## Challenge
Copy the following data verbatim, from start to finish. Leave out the pictures.
+++ Given records +++
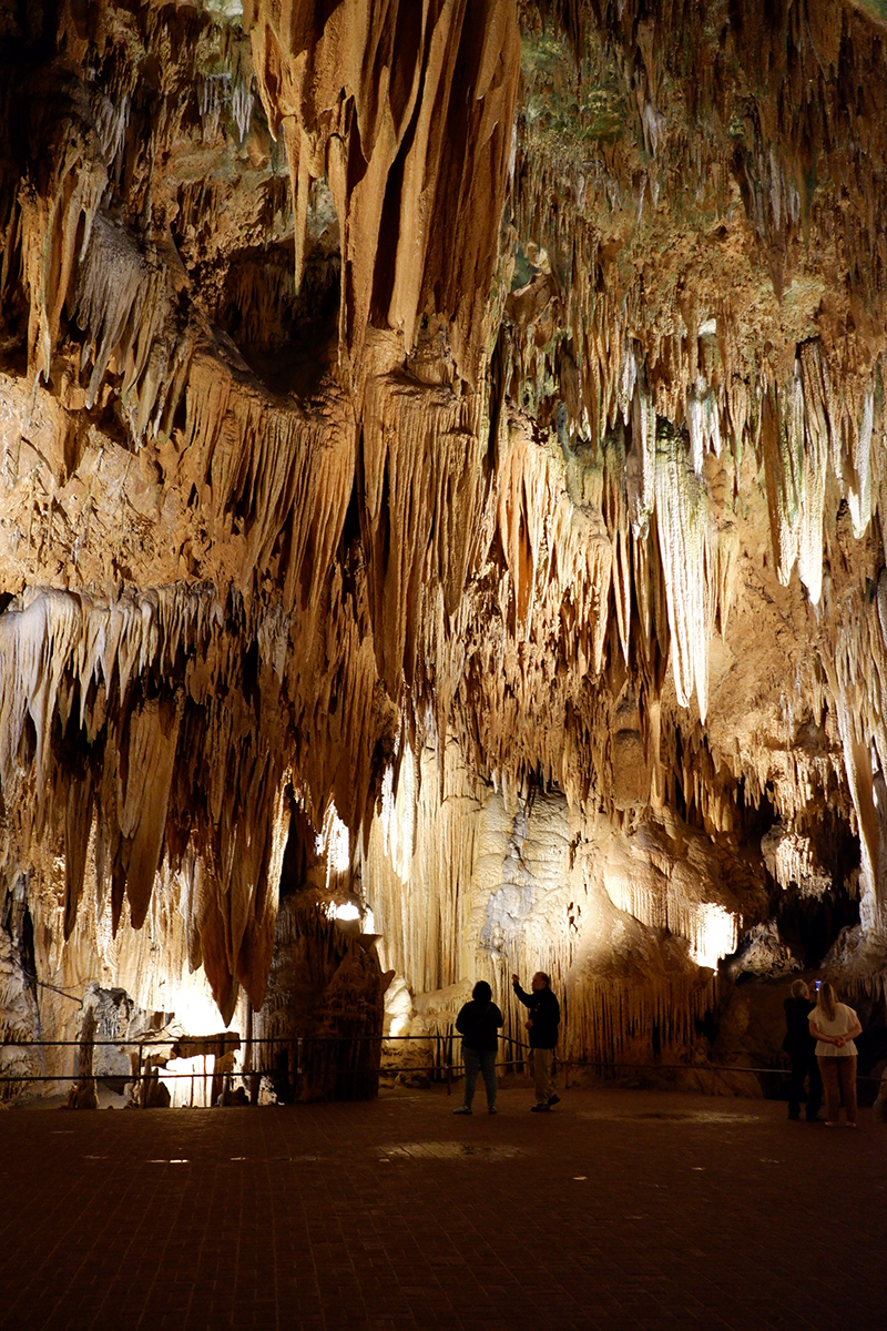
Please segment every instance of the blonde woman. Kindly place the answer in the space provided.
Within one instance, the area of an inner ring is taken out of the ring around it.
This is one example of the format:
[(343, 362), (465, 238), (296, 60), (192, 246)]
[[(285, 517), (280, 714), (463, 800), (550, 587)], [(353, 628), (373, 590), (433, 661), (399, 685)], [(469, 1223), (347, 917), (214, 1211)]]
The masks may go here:
[(810, 1034), (817, 1041), (817, 1061), (826, 1091), (826, 1122), (838, 1127), (840, 1098), (844, 1101), (847, 1127), (856, 1126), (856, 1046), (854, 1036), (862, 1034), (859, 1017), (838, 996), (827, 980), (819, 985), (817, 1006), (810, 1013)]

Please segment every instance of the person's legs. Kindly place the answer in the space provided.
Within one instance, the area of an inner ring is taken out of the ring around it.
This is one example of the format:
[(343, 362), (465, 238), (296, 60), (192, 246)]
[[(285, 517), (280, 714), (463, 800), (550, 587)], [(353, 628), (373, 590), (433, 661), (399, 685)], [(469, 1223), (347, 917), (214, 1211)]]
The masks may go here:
+++
## Answer to the task
Please segment every instance of the blonde woman. Kindly place the answer in the space provided.
Within one instance, the area of an inner ring is taken out of the ring around it.
This is one example of the format:
[(343, 362), (465, 238), (296, 60), (192, 246)]
[[(285, 517), (280, 714), (463, 800), (550, 587)], [(353, 628), (373, 590), (433, 661), (399, 685)], [(469, 1223), (347, 917), (214, 1211)]]
The masks may go here:
[(810, 1034), (817, 1041), (817, 1061), (826, 1091), (826, 1122), (838, 1127), (840, 1098), (844, 1101), (847, 1127), (856, 1126), (856, 1046), (854, 1036), (862, 1034), (859, 1017), (838, 996), (827, 980), (819, 985), (817, 1006), (810, 1013)]

Please segment every instance of the person's legs. Kindly place the answer in the space provided.
Within one instance, the area of an inner ring is taken out of the ring around it.
This is one example of the format:
[(343, 362), (465, 238), (296, 60), (192, 246)]
[[(285, 517), (280, 714), (463, 800), (550, 587)], [(353, 628), (373, 590), (433, 661), (399, 685)], [(469, 1223), (347, 917), (214, 1211)]]
The masks may go here:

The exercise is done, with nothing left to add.